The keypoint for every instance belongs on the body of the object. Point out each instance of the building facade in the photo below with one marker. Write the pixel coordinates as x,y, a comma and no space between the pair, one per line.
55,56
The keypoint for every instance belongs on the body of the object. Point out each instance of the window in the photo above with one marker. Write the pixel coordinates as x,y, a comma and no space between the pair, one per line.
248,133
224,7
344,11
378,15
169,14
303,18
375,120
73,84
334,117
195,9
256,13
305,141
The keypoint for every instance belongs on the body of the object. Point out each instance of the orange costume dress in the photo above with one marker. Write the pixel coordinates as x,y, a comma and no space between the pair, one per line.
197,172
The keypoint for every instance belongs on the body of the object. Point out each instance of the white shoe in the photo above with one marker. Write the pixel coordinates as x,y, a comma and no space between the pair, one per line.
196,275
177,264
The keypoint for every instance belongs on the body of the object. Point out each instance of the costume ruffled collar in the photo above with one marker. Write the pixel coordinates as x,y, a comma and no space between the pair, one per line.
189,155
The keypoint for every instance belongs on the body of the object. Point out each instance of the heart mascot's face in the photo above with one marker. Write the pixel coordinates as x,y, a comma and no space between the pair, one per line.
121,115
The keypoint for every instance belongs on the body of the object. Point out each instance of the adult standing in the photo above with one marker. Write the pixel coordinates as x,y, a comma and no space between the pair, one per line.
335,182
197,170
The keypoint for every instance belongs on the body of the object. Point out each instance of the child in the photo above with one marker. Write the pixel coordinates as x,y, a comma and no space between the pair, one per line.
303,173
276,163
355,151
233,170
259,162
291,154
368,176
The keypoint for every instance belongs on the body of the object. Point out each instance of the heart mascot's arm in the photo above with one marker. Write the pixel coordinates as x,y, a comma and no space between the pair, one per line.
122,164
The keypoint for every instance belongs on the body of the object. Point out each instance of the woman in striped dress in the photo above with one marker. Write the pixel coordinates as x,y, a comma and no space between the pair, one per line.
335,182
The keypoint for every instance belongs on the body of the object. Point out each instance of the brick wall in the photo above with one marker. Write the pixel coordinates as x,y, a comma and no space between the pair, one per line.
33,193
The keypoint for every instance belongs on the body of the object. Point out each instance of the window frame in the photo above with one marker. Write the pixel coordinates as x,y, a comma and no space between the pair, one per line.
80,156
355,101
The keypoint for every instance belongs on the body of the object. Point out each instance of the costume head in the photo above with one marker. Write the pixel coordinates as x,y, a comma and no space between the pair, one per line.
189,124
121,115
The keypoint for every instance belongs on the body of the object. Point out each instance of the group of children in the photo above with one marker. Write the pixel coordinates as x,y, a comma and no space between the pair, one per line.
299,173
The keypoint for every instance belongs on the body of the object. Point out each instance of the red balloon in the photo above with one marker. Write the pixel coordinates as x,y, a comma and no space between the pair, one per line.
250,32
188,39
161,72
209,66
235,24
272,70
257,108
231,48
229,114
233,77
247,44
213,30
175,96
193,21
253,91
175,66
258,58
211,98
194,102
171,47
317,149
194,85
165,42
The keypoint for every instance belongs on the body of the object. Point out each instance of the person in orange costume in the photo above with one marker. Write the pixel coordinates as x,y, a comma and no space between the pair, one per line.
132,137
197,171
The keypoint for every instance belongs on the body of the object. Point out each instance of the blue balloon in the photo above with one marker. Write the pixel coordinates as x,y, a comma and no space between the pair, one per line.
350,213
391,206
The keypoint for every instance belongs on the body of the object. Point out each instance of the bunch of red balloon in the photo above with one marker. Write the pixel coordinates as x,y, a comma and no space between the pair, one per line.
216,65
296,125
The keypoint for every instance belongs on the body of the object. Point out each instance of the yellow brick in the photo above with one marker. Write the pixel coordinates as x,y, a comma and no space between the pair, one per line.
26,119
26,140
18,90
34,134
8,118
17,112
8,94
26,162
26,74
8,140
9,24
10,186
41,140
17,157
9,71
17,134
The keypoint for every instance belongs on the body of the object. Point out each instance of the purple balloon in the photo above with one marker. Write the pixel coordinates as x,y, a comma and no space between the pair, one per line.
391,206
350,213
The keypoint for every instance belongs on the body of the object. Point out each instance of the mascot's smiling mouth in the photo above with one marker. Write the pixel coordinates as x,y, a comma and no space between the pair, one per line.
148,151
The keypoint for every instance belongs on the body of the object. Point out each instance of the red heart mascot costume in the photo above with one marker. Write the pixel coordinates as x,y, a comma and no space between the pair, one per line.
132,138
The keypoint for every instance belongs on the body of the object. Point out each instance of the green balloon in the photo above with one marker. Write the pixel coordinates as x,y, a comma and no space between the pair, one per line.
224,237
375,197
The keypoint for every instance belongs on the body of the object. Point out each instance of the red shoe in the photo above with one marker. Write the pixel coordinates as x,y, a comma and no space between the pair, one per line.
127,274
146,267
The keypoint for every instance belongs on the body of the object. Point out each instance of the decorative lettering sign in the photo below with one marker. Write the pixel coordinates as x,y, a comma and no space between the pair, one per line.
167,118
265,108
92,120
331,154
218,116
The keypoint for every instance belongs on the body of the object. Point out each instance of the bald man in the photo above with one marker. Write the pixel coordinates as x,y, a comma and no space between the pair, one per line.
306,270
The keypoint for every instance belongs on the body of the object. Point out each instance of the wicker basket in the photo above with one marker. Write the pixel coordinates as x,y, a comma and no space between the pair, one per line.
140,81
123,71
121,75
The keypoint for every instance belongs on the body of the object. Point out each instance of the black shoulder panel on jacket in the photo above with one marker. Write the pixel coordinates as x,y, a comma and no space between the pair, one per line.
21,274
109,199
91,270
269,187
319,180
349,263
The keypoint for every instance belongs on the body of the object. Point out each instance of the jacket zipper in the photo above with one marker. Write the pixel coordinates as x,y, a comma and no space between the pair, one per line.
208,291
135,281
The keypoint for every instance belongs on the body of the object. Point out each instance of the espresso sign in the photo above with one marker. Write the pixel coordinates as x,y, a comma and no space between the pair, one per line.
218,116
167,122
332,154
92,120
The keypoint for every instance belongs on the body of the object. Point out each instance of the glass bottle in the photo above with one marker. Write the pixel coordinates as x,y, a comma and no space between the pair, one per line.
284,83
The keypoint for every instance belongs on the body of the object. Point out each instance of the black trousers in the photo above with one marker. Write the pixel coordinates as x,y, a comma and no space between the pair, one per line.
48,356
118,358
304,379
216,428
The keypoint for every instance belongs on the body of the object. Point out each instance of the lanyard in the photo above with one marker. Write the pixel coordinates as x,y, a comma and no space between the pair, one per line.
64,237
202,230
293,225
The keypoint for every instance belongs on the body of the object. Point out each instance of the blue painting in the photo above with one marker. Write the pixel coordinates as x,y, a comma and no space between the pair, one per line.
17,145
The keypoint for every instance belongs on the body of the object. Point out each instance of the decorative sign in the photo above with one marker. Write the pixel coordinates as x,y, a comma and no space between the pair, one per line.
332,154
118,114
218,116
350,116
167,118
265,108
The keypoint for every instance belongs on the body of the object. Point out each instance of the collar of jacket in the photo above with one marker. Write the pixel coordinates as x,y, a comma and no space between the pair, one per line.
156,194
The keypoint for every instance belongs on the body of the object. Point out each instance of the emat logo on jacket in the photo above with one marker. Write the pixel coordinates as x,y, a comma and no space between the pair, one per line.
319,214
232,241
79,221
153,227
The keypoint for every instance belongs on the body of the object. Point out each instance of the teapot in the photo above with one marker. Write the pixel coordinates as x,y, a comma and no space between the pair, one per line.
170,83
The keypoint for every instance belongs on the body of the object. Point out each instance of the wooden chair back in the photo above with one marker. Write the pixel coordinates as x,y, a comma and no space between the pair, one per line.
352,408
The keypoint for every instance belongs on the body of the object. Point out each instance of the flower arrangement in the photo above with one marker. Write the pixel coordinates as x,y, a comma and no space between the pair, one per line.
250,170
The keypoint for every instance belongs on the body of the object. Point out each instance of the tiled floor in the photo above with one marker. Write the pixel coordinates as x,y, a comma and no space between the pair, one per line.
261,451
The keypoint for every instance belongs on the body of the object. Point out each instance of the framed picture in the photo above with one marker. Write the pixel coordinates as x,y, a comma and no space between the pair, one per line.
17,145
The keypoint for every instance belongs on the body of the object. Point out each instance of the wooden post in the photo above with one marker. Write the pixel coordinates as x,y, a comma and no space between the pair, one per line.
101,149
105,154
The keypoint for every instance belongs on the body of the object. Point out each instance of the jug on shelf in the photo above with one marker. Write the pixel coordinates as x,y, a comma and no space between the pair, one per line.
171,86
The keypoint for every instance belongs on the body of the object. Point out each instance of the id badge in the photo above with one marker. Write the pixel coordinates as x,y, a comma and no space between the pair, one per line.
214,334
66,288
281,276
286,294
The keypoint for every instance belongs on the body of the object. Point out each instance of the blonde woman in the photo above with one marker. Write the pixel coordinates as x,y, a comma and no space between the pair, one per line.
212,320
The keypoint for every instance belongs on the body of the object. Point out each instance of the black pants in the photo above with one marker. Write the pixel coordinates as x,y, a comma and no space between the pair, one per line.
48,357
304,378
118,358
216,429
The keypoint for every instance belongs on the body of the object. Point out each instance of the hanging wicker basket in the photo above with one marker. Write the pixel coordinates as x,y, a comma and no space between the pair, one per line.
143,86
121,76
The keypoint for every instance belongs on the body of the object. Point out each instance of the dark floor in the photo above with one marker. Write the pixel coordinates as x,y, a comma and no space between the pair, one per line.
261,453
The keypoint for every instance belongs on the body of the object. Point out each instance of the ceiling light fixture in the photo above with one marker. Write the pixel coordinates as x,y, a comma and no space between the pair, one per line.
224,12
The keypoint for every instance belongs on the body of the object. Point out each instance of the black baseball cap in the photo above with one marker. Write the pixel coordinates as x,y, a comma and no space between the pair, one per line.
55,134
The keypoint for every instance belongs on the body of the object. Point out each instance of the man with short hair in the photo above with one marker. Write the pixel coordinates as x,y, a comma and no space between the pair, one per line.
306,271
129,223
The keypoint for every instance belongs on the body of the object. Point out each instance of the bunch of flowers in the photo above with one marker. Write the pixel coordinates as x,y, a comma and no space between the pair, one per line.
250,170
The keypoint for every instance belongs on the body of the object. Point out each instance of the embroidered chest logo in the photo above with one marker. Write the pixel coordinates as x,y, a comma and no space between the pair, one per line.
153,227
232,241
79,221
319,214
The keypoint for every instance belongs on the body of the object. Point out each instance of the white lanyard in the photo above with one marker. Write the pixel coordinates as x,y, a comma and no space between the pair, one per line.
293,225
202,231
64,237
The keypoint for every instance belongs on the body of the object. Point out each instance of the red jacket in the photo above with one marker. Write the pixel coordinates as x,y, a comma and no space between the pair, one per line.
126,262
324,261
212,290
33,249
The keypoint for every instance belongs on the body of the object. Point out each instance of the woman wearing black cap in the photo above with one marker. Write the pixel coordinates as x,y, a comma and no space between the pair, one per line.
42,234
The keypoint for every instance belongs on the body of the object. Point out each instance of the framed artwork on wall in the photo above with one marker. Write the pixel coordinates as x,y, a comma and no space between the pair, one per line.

· · · · ·

> **Written problem**: From the line containing "the red jacket" down to the last line, reproduce the records exactly. Include both ends.

> **Result for this exercise**:
The keypoint for every instance belongs on the body of the object. Point out each instance of the red jacket in the photo above with one marker. Write the pixel coordinates as x,y, a comma and no space between the pair, one per line.
126,262
324,261
212,290
33,249
The keypoint for every instance belongs on the body of the object. Point out each instance of the woman wearing black cap in the photo above with one marker. Write the pixel coordinates as x,y, a comma and no space between the pair, one per line.
42,234
The keypoint for every instance belongs on the body of the object. Point out each instance of the framed artwork on wall in the photo above with one marker. Write the pixel coordinates as x,y, a comma and no space between the pair, one per line.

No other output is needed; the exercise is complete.